Exercise goal: State the number of lines in these records that include the string "soldier", and say nothing more.

#### Records supplied

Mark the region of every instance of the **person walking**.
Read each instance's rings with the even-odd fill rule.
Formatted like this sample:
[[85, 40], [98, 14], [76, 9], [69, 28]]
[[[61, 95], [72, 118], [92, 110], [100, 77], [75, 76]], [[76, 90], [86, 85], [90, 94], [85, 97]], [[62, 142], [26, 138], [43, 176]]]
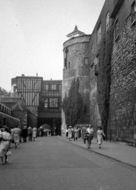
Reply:
[[14, 142], [15, 148], [17, 148], [20, 143], [20, 128], [18, 126], [16, 126], [15, 128], [11, 130], [11, 136], [12, 136], [12, 140]]
[[87, 140], [87, 136], [86, 136], [86, 126], [84, 125], [81, 129], [81, 136], [82, 136], [82, 139], [83, 139], [83, 142], [84, 144], [86, 144], [86, 140]]
[[66, 129], [65, 135], [66, 135], [66, 137], [68, 138], [68, 129]]
[[79, 132], [78, 128], [75, 127], [74, 128], [74, 141], [78, 139], [78, 132]]
[[87, 148], [89, 149], [91, 147], [91, 143], [92, 143], [92, 139], [94, 135], [94, 129], [91, 125], [89, 125], [88, 128], [86, 129], [86, 133], [87, 133]]
[[23, 138], [23, 142], [27, 142], [27, 126], [24, 126], [22, 129], [22, 138]]
[[28, 140], [32, 141], [32, 127], [31, 126], [28, 127], [27, 132], [28, 132]]
[[69, 128], [68, 128], [68, 139], [69, 139], [69, 141], [72, 139], [72, 132], [73, 132], [72, 126], [69, 126]]
[[33, 129], [32, 129], [32, 139], [33, 139], [33, 141], [35, 141], [36, 137], [37, 137], [37, 128], [33, 127]]
[[100, 126], [100, 127], [98, 127], [98, 130], [97, 130], [97, 143], [98, 143], [99, 148], [101, 148], [101, 146], [102, 146], [103, 137], [105, 137], [105, 134], [102, 130], [102, 127]]
[[8, 127], [4, 126], [0, 132], [0, 158], [2, 164], [8, 162], [8, 151], [10, 146], [11, 134]]

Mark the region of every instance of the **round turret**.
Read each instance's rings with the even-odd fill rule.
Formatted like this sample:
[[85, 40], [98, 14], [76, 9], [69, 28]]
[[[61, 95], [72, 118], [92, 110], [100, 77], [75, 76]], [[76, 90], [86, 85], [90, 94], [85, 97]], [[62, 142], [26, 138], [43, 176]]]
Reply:
[[[67, 35], [69, 39], [63, 43], [64, 67], [62, 81], [62, 100], [68, 96], [73, 80], [79, 82], [79, 93], [86, 107], [89, 108], [89, 52], [88, 46], [91, 35], [78, 30], [75, 26], [73, 32]], [[86, 110], [89, 110], [86, 108]], [[89, 112], [84, 115], [89, 121]], [[87, 119], [88, 118], [88, 119]], [[65, 128], [65, 113], [62, 111], [62, 130]]]
[[74, 78], [80, 80], [81, 93], [89, 87], [88, 44], [90, 35], [78, 30], [77, 26], [73, 32], [67, 35], [70, 37], [63, 43], [64, 67], [63, 67], [63, 95], [69, 91]]

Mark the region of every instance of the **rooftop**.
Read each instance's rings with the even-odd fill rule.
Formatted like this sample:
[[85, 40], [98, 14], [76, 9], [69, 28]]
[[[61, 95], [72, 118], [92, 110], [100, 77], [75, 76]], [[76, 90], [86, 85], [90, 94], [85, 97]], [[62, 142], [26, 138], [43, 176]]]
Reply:
[[78, 30], [78, 27], [75, 26], [74, 30], [71, 33], [69, 33], [67, 35], [67, 37], [68, 38], [73, 38], [73, 37], [83, 36], [83, 35], [86, 35], [86, 34], [84, 32], [82, 32], [82, 31]]

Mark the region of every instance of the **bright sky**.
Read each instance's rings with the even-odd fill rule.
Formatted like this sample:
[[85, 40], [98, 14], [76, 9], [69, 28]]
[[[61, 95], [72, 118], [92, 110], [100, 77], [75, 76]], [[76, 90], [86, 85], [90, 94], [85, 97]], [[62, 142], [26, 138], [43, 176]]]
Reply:
[[21, 74], [62, 80], [63, 42], [91, 34], [104, 0], [0, 0], [0, 87]]

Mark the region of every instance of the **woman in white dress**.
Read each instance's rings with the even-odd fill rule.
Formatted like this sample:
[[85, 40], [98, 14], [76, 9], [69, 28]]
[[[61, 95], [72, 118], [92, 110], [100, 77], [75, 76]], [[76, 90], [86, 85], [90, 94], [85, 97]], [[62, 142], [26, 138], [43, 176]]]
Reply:
[[97, 143], [98, 143], [99, 148], [101, 148], [101, 146], [102, 146], [103, 137], [105, 137], [105, 134], [102, 130], [102, 127], [99, 127], [97, 130]]
[[11, 130], [11, 135], [13, 138], [13, 142], [15, 144], [15, 148], [17, 148], [20, 142], [20, 128], [19, 127], [13, 128]]
[[33, 129], [32, 129], [32, 139], [33, 139], [33, 141], [35, 141], [36, 137], [37, 137], [37, 128], [33, 127]]
[[0, 158], [2, 164], [7, 163], [7, 152], [9, 150], [10, 140], [11, 134], [8, 128], [3, 128], [3, 130], [0, 132]]
[[68, 139], [69, 141], [72, 139], [72, 126], [69, 126], [68, 128]]

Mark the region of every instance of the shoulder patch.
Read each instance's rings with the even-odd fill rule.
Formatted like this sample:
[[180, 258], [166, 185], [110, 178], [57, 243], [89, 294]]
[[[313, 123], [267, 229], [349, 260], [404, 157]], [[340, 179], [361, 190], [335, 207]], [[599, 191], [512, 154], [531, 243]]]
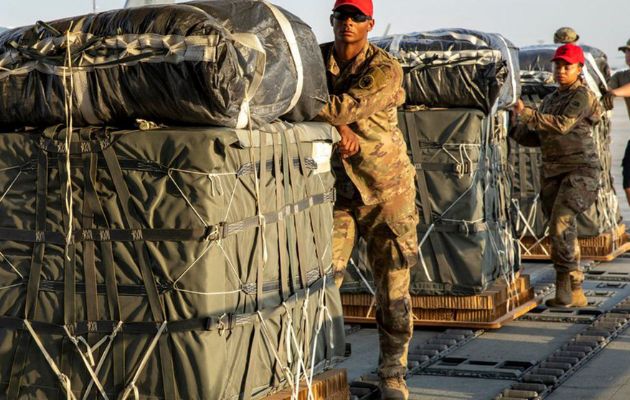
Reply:
[[569, 104], [564, 110], [564, 115], [567, 117], [578, 117], [589, 107], [589, 104], [588, 93], [578, 91], [573, 98], [569, 100]]
[[372, 89], [373, 86], [374, 86], [374, 76], [372, 75], [365, 75], [359, 81], [359, 87], [363, 90]]

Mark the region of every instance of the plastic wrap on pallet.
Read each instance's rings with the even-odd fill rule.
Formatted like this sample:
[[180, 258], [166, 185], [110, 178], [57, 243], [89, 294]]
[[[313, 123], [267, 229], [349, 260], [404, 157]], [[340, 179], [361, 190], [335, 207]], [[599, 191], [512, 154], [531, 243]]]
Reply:
[[[506, 113], [401, 111], [398, 118], [427, 189], [417, 182], [420, 262], [411, 272], [410, 292], [472, 295], [498, 277], [511, 282], [519, 255], [508, 203]], [[360, 248], [342, 292], [369, 292], [371, 282]]]
[[66, 133], [0, 134], [7, 398], [258, 399], [343, 356], [332, 127], [76, 129], [68, 246]]
[[403, 65], [407, 105], [490, 113], [520, 96], [518, 49], [499, 34], [442, 29], [371, 41]]
[[114, 10], [0, 34], [0, 125], [64, 123], [70, 89], [74, 126], [308, 121], [328, 96], [311, 28], [255, 0]]

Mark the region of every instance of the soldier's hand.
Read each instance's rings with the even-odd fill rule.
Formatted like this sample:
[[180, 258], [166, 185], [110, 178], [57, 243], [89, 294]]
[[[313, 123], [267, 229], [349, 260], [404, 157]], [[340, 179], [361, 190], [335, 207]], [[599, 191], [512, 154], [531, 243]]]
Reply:
[[357, 134], [348, 125], [340, 125], [336, 128], [341, 135], [341, 141], [337, 144], [341, 157], [348, 158], [357, 154], [361, 150]]
[[602, 104], [604, 105], [604, 108], [608, 111], [612, 110], [614, 105], [614, 100], [615, 100], [615, 95], [613, 94], [613, 92], [606, 92], [604, 93], [604, 95], [602, 96]]
[[518, 99], [518, 101], [516, 102], [516, 104], [514, 104], [514, 114], [521, 115], [521, 113], [523, 112], [523, 110], [525, 109], [525, 103], [523, 103], [523, 100]]

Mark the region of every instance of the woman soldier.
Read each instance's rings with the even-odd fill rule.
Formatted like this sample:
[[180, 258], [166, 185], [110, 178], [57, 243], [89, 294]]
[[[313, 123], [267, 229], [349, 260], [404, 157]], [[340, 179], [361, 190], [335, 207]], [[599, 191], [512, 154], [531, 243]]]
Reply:
[[584, 273], [580, 270], [580, 246], [576, 216], [597, 198], [601, 162], [592, 135], [602, 108], [581, 77], [584, 52], [574, 44], [556, 50], [552, 59], [558, 89], [540, 108], [514, 107], [515, 126], [510, 135], [525, 146], [542, 152], [543, 211], [549, 218], [551, 259], [556, 270], [556, 297], [552, 307], [584, 307]]

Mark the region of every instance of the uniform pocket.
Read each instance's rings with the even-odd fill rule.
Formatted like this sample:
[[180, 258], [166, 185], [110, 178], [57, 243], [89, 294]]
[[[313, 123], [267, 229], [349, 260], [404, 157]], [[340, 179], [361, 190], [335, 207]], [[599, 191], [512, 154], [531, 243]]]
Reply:
[[387, 221], [400, 259], [399, 268], [412, 268], [418, 264], [418, 216], [412, 214], [396, 221]]
[[572, 174], [567, 178], [569, 185], [565, 202], [576, 213], [588, 210], [597, 200], [599, 177], [593, 175], [595, 174]]

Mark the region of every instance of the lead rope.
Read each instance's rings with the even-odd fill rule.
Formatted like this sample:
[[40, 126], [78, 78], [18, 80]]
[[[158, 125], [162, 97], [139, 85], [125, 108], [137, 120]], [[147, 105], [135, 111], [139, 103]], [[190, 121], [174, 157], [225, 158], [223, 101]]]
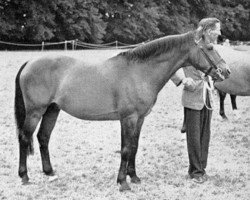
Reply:
[[[213, 110], [213, 104], [214, 104], [213, 90], [214, 90], [214, 84], [211, 80], [211, 77], [209, 76], [208, 81], [204, 80], [204, 88], [203, 88], [203, 102], [208, 110]], [[208, 91], [211, 107], [208, 107], [207, 102], [206, 102], [207, 91]]]

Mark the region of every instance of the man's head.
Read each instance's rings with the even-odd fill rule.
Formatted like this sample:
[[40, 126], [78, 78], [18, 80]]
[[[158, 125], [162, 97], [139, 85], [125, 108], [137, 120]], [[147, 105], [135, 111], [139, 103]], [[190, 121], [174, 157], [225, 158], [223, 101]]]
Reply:
[[207, 43], [217, 43], [217, 38], [221, 35], [220, 20], [217, 18], [204, 18], [198, 24], [198, 35]]

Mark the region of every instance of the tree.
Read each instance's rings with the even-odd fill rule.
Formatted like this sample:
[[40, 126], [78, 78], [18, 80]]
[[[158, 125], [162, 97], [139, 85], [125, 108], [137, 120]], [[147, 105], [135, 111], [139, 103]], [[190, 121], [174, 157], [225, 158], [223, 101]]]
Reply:
[[221, 20], [222, 34], [226, 38], [230, 40], [250, 40], [249, 1], [212, 1], [207, 9], [207, 16], [215, 16]]
[[101, 43], [106, 23], [99, 13], [101, 0], [60, 0], [55, 10], [56, 38]]
[[151, 40], [161, 34], [158, 28], [158, 8], [150, 0], [107, 0], [103, 10], [108, 23], [105, 40], [138, 43]]
[[230, 40], [250, 40], [249, 0], [1, 0], [0, 38], [139, 43], [217, 17]]
[[0, 36], [26, 42], [80, 39], [100, 43], [106, 23], [96, 8], [98, 3], [100, 0], [4, 0]]
[[165, 34], [180, 34], [194, 29], [190, 5], [186, 0], [156, 0], [160, 8], [159, 28]]

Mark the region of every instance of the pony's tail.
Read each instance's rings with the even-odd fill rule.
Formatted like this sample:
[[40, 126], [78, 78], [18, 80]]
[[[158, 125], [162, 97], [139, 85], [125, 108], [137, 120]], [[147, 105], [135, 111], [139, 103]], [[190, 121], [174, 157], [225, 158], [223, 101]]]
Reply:
[[[21, 68], [19, 69], [17, 75], [16, 75], [16, 88], [15, 88], [15, 102], [14, 102], [14, 108], [15, 108], [15, 119], [16, 119], [16, 126], [17, 126], [17, 136], [20, 143], [21, 139], [26, 139], [27, 137], [24, 135], [23, 132], [23, 125], [26, 117], [26, 110], [23, 100], [23, 94], [20, 87], [20, 75], [24, 67], [26, 66], [28, 62], [24, 63]], [[33, 147], [33, 138], [31, 137], [28, 141], [28, 155], [34, 154], [34, 147]]]

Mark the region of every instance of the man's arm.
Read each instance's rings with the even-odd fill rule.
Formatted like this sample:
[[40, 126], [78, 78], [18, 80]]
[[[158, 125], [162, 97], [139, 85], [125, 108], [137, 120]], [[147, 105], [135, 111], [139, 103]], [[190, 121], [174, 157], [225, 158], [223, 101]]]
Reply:
[[182, 83], [185, 86], [185, 89], [190, 91], [195, 90], [195, 81], [190, 77], [186, 77], [182, 68], [175, 72], [175, 74], [170, 79], [177, 87]]
[[182, 80], [186, 78], [183, 69], [179, 69], [175, 74], [170, 78], [171, 81], [178, 87], [181, 83]]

########

Response box: 2